Si vous pensez que la personne peut préférer se confier de manière anonyme, vous pouvez lui conseiller ensuite d’utiliser une ligne d’écoute de prévention suicide.

Le choix des mots

D’une manière générale, quand vous avez l’impression que quelqu’un n’est pas très en forme, vous aurez le réflexe de demander à la personne comment elle va. Cependant, la manière habituelle et routinière dont nous posons ces questions relève aujourd’hui plus de la politesse, et rare sont ceux qui répondent sincèrement ou avec développement au classique « ça va ? » échangé en début de journée.

Choisir un simple « Comment ça va ? » incite déjà à une réponse un peu plus développée (ne serait-ce qu’en empêchant un simple « Et toi ? » en guise de réponse), surtout si vous montrez par votre attitude que vous avez le temps d’entendre une vraie réponse.

> [Extraits de données]
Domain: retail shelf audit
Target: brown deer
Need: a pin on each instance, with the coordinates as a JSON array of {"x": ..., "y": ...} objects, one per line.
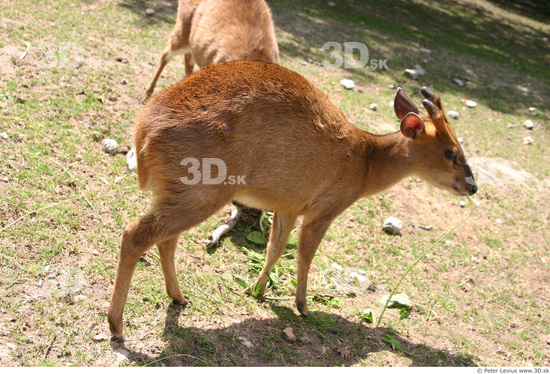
[
  {"x": 295, "y": 150},
  {"x": 213, "y": 31}
]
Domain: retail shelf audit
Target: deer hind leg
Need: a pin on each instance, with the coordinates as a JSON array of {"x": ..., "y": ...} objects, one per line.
[
  {"x": 162, "y": 226},
  {"x": 189, "y": 64},
  {"x": 167, "y": 250},
  {"x": 280, "y": 231},
  {"x": 311, "y": 235},
  {"x": 175, "y": 46}
]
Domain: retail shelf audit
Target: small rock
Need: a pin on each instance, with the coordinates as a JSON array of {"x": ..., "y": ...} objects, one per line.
[
  {"x": 122, "y": 355},
  {"x": 288, "y": 334},
  {"x": 419, "y": 69},
  {"x": 528, "y": 124},
  {"x": 100, "y": 338},
  {"x": 392, "y": 226},
  {"x": 348, "y": 84},
  {"x": 131, "y": 160},
  {"x": 358, "y": 278},
  {"x": 109, "y": 146},
  {"x": 246, "y": 342},
  {"x": 337, "y": 267},
  {"x": 453, "y": 114},
  {"x": 411, "y": 73}
]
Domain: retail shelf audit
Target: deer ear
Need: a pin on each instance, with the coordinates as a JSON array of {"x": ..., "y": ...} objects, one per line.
[
  {"x": 412, "y": 125},
  {"x": 403, "y": 105}
]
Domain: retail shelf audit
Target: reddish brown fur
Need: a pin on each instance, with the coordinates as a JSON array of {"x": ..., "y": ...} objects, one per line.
[
  {"x": 297, "y": 151},
  {"x": 213, "y": 31}
]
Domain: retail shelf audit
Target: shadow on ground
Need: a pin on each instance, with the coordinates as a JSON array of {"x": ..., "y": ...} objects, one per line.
[{"x": 323, "y": 339}]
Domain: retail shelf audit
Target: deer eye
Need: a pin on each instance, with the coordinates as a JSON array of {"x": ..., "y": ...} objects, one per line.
[{"x": 450, "y": 155}]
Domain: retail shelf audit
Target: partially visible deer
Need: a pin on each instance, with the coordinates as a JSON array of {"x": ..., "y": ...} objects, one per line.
[
  {"x": 213, "y": 31},
  {"x": 295, "y": 149}
]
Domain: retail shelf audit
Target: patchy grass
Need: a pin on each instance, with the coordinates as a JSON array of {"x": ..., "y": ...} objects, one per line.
[{"x": 479, "y": 299}]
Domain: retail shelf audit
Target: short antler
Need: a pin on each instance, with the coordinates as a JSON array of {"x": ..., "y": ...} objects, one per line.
[{"x": 431, "y": 108}]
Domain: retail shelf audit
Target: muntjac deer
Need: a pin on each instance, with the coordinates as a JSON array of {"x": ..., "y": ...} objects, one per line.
[
  {"x": 296, "y": 154},
  {"x": 213, "y": 31}
]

> [À faire]
• a. D'après le texte sur le choix des mots, quelle réponse la question « Comment ça va ? » permet-elle d'éviter ?
• b. Recopiez fidèlement le texte sur le choix des mots, en commençant à « D’une manière générale, quand » et en terminant à « une vraie réponse. ».
• c. Rédigez la suite du texte sur le choix des mots, après sa dernière phrase.
Les enregistrements n'ont aucun rôle ici.

> [Corrigés]
• a. Un simple « Et toi ? ».

• b.
D’une manière générale, quand vous avez l’impression que quelqu’un n’est pas très en forme, vous aurez le réflexe de demander à la personne comment elle va. Cependant, la manière habituelle et routinière dont nous posons ces questions relève aujourd’hui plus de la politesse, et rare sont ceux qui répondent sincèrement ou avec développement au classique « ça va ? » échangé en début de journée.

Choisir un simple « Comment ça va ? » incite déjà à une réponse un peu plus développée (ne serait-ce qu’en empêchant un simple « Et toi ? » en guise de réponse), surtout si vous montrez par votre attitude que vous avez le temps d’entendre une vraie réponse.

• c.
Cette personne est importante pour moi, mais ça me fait vraiment peur de parler de suicide, alors je n’ai pas envie de le faire…

Avoir peur d’aborder le suicide ne fait pas de vous une mauvaise personne. Beaucoup de gens (y compris des professionnels de santé !) sont mal-à-l’aise quand on parle de la mort, et ont peur de ne pas savoir « accueillir » ces propos de manière adaptée, voire d’empirer la situation. J’espère que vous trouverez assez d’informations dans ce triple article pour vous sentir plus en confiance et essayer d’en parler. Dans le cas contraire, ne culpabilisez pas : d’une manière générale, même si vous êtes prêt à aller plus loin par vos bonnes intentions, essayez de ne pas aider quelqu’un en passant par une situation qui vous mette vous-même en détresse.

Ce que vous pouvez faire dans ce cas-là :

Ne pas vous éloigner de la personne parce que vous avez peur qu’elle aborde le sujet avec vous. Le soutien social est la meilleure chose que vous pouvez lui apporter, même si vous ne parlez pas du suicide.

Demander à un autre de ses proches d’avoir cette conversation avec elle.
« Je pense que [Personne] ne va pas très bien en ce moment, est-ce que tu en sais plus ? J’ai peur qu’il/elle fasse une bêtise, mais j’ai peur de lui en parler… Puisque que vous êtes proches, est-ce que tu penses que tu pourrais le faire ? »

Que faire si une personne que je connais a des idées suicidaires ?

Cassons encore quelques clichés !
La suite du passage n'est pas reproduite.